Your task >> Gather every line of the records below that contains the string "handlebar", matching case exactly.

Given data >>
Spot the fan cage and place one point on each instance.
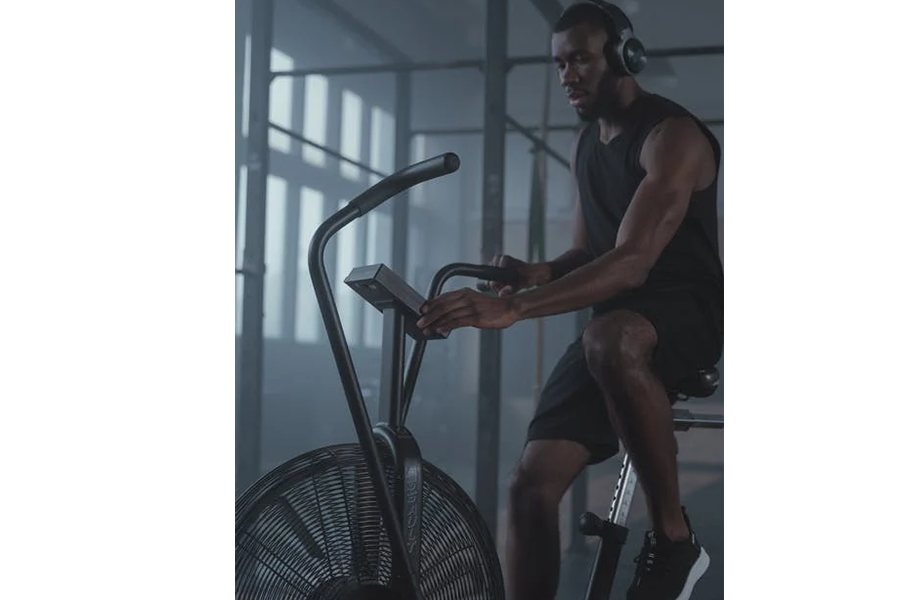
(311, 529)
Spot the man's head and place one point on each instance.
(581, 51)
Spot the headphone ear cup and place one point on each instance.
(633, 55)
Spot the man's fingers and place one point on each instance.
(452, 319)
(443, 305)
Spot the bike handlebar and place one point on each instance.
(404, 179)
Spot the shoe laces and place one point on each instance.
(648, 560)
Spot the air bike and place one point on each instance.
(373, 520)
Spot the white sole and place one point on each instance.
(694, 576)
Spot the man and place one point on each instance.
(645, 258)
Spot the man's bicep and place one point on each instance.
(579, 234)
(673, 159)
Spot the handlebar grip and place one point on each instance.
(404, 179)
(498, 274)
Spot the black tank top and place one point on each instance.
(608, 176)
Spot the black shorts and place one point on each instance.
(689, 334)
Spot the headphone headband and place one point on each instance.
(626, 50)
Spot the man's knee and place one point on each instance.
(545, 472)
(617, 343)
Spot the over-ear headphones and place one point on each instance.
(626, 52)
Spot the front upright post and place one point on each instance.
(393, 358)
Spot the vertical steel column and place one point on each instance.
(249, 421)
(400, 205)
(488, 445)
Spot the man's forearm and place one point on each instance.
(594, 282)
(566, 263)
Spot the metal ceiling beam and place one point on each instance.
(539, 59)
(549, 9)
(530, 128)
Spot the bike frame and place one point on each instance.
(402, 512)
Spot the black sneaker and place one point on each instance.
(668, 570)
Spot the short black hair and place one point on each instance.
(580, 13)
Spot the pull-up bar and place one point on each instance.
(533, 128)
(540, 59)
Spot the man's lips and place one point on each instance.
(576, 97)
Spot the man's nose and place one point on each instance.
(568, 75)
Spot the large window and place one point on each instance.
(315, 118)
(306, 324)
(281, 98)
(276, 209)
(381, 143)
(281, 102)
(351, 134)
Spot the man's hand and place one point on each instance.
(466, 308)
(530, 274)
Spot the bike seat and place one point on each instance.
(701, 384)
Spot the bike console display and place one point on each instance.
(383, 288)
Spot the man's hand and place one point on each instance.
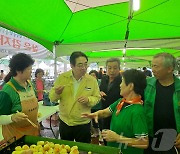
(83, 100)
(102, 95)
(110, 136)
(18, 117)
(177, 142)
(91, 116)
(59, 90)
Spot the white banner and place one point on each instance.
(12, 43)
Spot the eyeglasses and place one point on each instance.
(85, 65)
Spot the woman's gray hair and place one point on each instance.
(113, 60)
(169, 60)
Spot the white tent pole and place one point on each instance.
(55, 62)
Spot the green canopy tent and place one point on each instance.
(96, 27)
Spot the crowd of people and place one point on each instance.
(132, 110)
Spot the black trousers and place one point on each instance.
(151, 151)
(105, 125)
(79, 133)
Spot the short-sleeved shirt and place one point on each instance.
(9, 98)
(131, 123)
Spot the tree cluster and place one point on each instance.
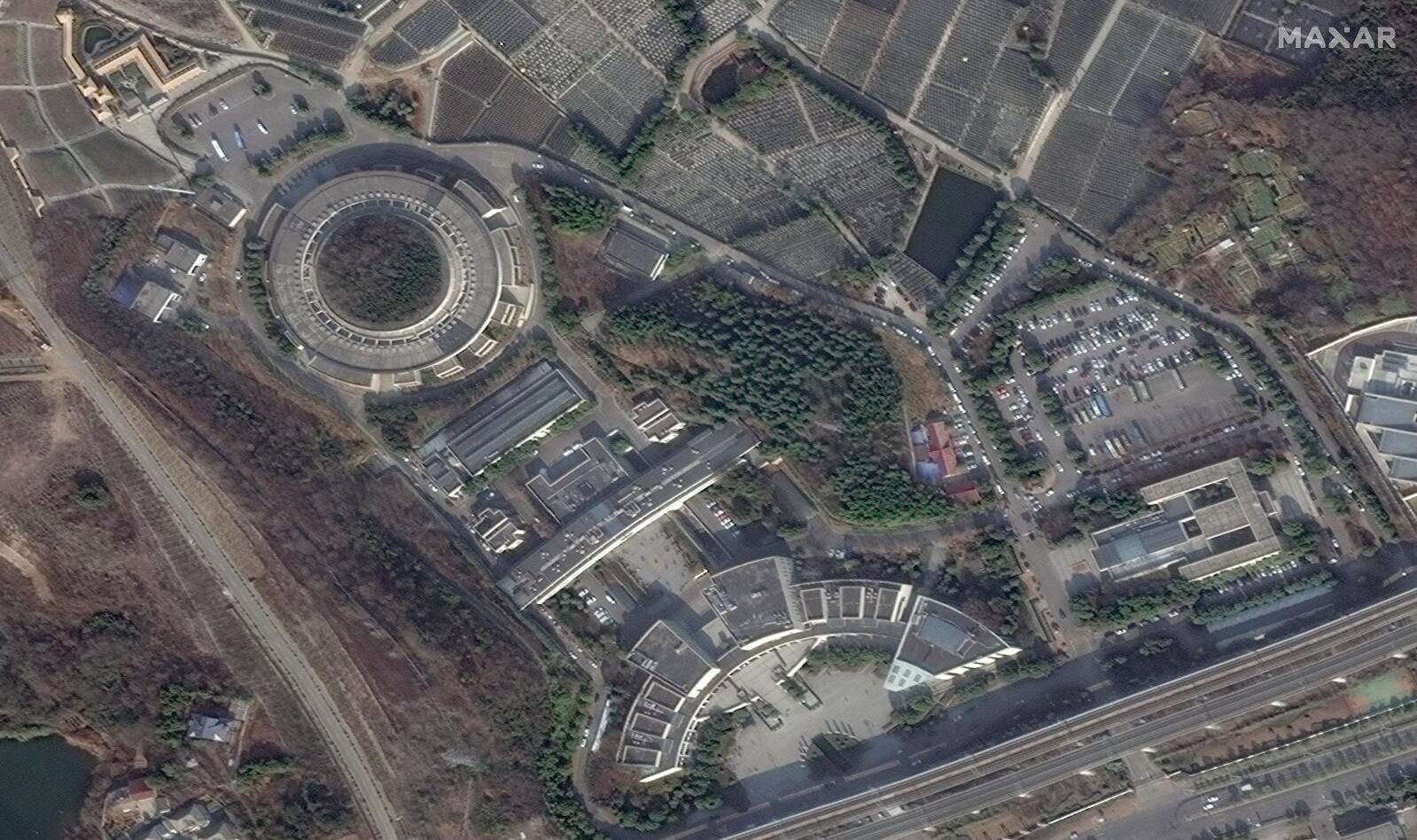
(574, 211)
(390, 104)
* * *
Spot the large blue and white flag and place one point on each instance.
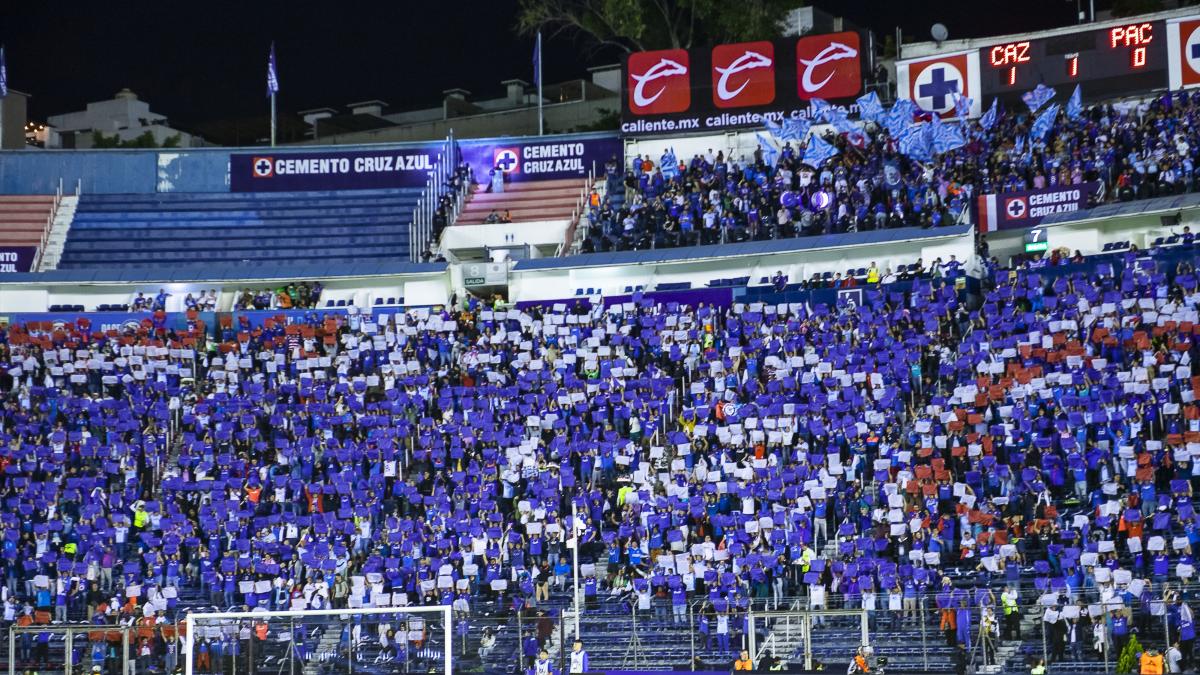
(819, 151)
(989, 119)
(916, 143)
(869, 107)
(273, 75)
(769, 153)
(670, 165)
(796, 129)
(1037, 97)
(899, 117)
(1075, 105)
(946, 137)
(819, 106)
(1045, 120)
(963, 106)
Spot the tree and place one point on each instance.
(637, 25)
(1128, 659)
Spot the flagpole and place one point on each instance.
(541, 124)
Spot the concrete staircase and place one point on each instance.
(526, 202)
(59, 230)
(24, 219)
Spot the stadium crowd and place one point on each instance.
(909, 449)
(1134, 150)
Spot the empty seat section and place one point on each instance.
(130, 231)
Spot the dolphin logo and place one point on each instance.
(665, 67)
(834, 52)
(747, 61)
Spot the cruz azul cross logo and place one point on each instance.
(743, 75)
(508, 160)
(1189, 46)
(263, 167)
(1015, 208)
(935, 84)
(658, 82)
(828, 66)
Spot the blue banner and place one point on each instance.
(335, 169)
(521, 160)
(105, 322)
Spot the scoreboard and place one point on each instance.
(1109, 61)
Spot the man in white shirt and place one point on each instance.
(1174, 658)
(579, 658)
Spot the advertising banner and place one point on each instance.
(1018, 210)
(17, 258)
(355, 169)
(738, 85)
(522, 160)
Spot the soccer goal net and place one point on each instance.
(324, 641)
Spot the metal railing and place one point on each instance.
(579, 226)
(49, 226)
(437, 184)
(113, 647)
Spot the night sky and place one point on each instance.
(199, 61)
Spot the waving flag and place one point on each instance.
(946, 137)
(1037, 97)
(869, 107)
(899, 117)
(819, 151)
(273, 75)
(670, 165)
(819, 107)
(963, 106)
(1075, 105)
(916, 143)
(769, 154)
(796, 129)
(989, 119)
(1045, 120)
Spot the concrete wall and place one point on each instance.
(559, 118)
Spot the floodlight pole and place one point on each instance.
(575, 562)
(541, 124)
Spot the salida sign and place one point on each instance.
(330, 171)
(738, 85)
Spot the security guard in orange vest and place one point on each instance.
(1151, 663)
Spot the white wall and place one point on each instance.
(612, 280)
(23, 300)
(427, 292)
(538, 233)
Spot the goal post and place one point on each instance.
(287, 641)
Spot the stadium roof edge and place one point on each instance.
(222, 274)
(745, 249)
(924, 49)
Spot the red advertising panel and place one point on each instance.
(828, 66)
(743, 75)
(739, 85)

Completed exercise >>
Spot the bike handlebar and place one point on each instance.
Spot the handlebar grip and place one point on each instance.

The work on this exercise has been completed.